Open pulkonet opened 6 years ago
Same behaviour is shown by all the chat screens.
Great find! Working on that issue is a priority. If you want to try to figure out how to fix it, you are more than welcome!
@zulipbot claim
@zulipbot claim
@roberthoenig not sure how involved would be to implement this... or more correctly I suspect it will require a lot of rethinking and reworking. Still, not a bad idea to examine the issue and share your thoughts.
I've done some heavier debugging on this. Here are the results:
To load the data, our code call the React Native fetch
API to make a GET request to the Zulip server. If the user disconnected and reconnected, this request never makes it out of the RN app. The issue probably lies within RN itself, specifically its networking code. To further debug this, we will need to get a source compilation of RN running to observe what part is failing inside.
This issue can be deterministically reproduced on a development server with the following steps:
If the app was behaving correctly, it would load the new messages from the stream #test and show them.
Here are the important things going on in the app when following the steps above:
Disconnect your phone from the internet.
An action
action {type: "APP_ONLINE", isOnline: false}
is triggered.
Connect your phone to the internet.

## [Written request A]
Reproduce the passage of the debugging thread from "Here are the important" up to and including "is triggered.", substituting "tablet" for "phone".

## [Stored data]
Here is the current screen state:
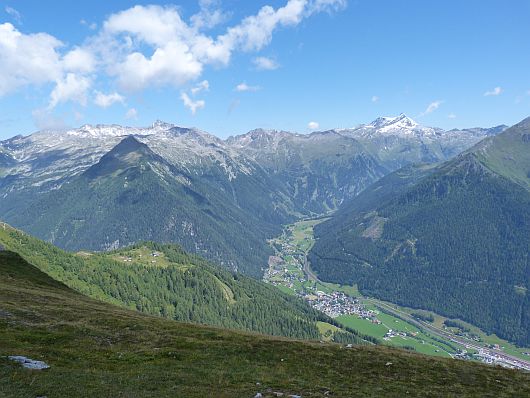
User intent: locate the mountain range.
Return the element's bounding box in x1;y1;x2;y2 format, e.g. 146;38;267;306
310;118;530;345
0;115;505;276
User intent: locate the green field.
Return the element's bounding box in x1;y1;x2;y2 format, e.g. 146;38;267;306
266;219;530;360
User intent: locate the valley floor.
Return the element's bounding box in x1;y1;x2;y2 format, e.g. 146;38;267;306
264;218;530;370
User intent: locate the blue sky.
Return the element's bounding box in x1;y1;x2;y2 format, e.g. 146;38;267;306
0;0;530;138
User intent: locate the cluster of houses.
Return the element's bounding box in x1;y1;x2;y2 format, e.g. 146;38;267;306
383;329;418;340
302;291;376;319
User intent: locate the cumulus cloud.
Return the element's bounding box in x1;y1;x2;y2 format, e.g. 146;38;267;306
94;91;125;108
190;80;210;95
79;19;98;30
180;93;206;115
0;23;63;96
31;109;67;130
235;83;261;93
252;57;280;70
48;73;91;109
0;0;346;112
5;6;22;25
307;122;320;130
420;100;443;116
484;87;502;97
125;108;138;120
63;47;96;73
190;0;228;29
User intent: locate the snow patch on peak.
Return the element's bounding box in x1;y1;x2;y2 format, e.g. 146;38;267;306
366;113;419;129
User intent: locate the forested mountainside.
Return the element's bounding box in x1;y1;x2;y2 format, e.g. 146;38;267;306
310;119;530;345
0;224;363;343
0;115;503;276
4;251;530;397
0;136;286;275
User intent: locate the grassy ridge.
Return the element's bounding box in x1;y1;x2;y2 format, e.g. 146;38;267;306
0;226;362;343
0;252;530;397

...

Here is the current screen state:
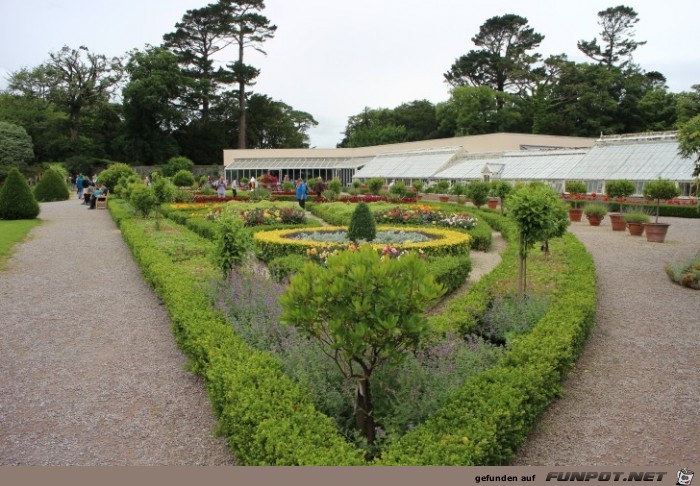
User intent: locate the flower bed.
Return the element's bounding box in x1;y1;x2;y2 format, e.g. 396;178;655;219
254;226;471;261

## [Written request B]
Turn the listing from the line with "User intent: locate the green field." up to and including the line with "0;0;530;138" into a numbered list, leaving out any blank lines.

## [Correct result A]
Here are the important things going on in the app when following the steps above:
Disconnect your tablet from the internet.
An action
action {type: "APP_ONLINE", isOnline: false}
is triggered.

## [Correct result B]
1. User intent: locate the green field.
2. Return the element's bounding box in x1;y1;x2;y2 format, e.g. 146;38;267;306
3. 266;219;530;360
4. User intent: locate the valley floor.
5. Return the element's bounding box in x1;y1;x2;y2 format, e.g. 146;38;267;306
6. 264;218;530;370
7. User intent: locate the blue sky.
8. Return the element's bounding box in x1;y1;x2;y2 format, e.g. 146;38;267;306
9. 0;0;530;138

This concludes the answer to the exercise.